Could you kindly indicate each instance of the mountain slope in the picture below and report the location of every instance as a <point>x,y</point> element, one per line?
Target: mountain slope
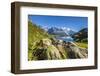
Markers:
<point>35,34</point>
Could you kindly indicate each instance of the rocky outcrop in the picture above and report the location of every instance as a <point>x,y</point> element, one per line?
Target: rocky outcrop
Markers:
<point>50,50</point>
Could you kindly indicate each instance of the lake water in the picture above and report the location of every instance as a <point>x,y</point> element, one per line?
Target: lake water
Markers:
<point>67,39</point>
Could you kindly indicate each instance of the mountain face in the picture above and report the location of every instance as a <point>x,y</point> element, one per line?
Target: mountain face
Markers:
<point>82,35</point>
<point>60,31</point>
<point>56,31</point>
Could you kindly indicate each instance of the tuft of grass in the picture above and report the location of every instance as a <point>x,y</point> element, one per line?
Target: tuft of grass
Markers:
<point>82,45</point>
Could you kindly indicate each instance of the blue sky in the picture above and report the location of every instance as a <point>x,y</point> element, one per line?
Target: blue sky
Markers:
<point>74,23</point>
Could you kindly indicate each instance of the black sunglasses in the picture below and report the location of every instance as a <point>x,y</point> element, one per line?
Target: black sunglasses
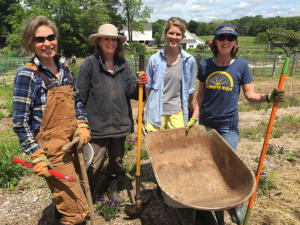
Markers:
<point>41,39</point>
<point>230,38</point>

-------------------------

Scan the data above for the string "mountain". Copy every line in which it appears.

Task answer:
Could you kindly indicate each instance of the mountain slope in the picture below and report the location of every instance as a <point>x,y</point> element, one per line?
Target: mountain slope
Could you kindly indicate each instance of the mountain face in the picture above and report the location of every instance as a <point>x,y</point> element, one per line?
Target: mountain face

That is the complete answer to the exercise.